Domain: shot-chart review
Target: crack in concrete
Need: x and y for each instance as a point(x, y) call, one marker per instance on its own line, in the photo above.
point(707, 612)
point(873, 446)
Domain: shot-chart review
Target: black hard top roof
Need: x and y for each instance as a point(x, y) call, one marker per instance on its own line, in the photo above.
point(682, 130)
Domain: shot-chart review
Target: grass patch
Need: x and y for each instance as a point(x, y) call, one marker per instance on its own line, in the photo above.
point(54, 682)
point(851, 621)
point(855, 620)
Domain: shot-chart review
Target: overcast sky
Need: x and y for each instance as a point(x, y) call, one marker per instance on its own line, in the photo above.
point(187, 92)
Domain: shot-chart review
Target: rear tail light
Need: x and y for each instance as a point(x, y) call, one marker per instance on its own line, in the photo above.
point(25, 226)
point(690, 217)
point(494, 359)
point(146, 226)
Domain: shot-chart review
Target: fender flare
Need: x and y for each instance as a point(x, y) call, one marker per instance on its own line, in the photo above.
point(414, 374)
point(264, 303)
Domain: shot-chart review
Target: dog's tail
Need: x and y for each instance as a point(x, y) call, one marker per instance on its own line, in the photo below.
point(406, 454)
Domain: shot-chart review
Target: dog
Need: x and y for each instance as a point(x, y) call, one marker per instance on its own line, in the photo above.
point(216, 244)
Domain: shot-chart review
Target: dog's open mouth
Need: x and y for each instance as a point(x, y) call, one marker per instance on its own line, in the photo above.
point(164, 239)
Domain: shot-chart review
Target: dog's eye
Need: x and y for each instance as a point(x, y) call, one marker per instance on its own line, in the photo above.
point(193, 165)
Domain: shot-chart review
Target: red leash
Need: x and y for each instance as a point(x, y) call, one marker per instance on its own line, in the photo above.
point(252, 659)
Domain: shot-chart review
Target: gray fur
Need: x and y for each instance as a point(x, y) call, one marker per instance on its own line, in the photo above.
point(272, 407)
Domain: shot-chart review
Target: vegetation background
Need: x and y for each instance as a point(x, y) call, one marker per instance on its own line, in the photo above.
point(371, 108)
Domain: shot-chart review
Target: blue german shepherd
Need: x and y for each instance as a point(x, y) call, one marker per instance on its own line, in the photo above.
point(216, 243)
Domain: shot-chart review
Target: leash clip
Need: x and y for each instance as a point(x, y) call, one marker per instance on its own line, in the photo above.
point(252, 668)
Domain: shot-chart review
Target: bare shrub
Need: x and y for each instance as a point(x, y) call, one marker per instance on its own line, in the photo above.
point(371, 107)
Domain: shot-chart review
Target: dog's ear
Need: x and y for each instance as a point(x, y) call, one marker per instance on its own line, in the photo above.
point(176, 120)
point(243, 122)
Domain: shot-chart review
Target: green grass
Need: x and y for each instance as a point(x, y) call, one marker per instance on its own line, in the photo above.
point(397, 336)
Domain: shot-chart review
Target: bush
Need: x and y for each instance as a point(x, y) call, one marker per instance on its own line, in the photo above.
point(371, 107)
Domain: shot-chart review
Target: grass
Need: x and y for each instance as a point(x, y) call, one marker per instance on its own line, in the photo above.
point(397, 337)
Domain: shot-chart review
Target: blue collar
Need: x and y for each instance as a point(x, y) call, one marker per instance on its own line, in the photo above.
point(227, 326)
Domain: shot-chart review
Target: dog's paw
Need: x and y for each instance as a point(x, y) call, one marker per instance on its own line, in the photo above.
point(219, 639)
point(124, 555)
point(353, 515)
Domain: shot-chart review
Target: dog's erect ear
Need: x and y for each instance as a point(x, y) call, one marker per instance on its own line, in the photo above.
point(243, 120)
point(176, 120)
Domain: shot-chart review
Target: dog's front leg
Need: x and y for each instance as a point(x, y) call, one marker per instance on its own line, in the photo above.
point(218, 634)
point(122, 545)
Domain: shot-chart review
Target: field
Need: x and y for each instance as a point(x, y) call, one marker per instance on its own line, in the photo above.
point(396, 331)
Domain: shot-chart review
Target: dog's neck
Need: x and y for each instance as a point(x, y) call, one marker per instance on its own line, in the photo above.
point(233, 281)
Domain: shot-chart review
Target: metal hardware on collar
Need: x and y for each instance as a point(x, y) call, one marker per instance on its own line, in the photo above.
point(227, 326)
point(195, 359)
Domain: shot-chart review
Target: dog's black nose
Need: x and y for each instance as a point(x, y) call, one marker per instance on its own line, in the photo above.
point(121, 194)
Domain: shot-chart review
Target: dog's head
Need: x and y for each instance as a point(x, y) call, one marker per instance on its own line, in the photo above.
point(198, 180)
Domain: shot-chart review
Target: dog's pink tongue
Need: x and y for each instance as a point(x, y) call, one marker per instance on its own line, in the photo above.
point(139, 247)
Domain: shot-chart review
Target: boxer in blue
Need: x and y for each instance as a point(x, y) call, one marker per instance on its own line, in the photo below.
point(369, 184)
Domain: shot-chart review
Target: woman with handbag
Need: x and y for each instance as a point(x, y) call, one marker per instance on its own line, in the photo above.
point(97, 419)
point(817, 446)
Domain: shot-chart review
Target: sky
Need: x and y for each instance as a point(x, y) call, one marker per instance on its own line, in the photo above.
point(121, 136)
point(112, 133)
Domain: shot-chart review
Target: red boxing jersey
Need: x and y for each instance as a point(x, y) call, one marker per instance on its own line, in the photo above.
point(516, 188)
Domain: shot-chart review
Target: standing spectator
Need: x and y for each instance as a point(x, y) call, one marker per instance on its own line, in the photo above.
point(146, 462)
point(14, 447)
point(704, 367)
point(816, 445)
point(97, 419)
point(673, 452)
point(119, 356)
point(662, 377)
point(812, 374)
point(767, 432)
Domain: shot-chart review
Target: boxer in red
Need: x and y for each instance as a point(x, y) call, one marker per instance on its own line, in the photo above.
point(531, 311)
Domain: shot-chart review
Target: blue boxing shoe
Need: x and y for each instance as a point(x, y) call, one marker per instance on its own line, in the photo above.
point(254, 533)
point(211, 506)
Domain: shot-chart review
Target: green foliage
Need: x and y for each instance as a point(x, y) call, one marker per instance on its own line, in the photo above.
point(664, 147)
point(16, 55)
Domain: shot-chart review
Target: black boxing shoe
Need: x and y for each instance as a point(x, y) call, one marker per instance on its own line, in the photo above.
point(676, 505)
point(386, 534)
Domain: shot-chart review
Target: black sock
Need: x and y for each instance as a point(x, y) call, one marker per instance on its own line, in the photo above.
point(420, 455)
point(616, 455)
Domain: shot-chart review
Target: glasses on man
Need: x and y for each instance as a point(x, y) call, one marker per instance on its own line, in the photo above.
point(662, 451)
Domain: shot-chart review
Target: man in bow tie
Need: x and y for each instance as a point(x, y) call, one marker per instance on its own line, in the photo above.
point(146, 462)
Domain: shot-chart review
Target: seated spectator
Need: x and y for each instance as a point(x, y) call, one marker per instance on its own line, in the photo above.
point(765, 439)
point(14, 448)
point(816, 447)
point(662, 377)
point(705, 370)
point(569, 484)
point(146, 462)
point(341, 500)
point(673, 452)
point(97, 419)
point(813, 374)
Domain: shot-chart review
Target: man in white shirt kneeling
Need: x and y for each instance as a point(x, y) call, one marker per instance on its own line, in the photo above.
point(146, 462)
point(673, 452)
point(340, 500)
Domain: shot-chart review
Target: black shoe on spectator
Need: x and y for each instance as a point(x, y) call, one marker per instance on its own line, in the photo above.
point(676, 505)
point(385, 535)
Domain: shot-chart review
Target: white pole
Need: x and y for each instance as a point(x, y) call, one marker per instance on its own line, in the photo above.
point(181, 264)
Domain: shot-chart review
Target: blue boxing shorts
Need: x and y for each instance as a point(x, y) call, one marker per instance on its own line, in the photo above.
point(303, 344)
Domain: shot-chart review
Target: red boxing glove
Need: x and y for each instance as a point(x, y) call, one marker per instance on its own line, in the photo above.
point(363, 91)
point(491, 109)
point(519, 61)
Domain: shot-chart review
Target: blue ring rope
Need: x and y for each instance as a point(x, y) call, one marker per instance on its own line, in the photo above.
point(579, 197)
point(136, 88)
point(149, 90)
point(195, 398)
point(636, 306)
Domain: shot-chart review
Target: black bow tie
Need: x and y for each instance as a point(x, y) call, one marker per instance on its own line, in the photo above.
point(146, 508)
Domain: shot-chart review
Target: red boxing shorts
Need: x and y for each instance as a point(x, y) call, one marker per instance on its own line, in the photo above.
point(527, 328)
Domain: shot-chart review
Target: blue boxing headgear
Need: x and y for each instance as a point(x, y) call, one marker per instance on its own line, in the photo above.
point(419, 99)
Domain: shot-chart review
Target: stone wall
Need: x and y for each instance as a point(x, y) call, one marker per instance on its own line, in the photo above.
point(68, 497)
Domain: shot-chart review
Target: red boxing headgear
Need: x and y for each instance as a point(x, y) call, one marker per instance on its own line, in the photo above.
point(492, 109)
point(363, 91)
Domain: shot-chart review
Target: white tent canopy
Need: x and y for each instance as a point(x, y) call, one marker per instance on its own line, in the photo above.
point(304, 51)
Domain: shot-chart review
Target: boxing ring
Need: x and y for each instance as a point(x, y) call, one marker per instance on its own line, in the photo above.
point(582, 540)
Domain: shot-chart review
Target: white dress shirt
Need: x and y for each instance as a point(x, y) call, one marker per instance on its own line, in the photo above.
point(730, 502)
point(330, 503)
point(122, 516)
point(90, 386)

Task prompt:
Reproduce exactly every line that sits between the start of the entries and the line bearing "Target: rear tail light", counting both of those lines.

Solution below:
Domain: shot-chart review
Target: crack in concrete
Need: x and y for each instance as a point(x, y) call, one marker per instance on its own line, in the photo above.
point(707, 612)
point(873, 446)
Domain: shot-chart review
Target: black hard top roof
Need: x and y for each instance as a point(x, y) call, one marker per instance on its own line, in the photo above.
point(682, 130)
Domain: shot-chart review
Target: grass patch
Need: x and y for each instance as a point(x, y) call, one marker per instance on its own line, in the photo above.
point(54, 682)
point(851, 621)
point(855, 620)
Domain: shot-chart review
Target: overcast sky
Need: x and y for each instance as a point(x, y) call, one marker per instance on its own line, in the photo above.
point(187, 92)
Domain: shot-chart review
Target: rear tail light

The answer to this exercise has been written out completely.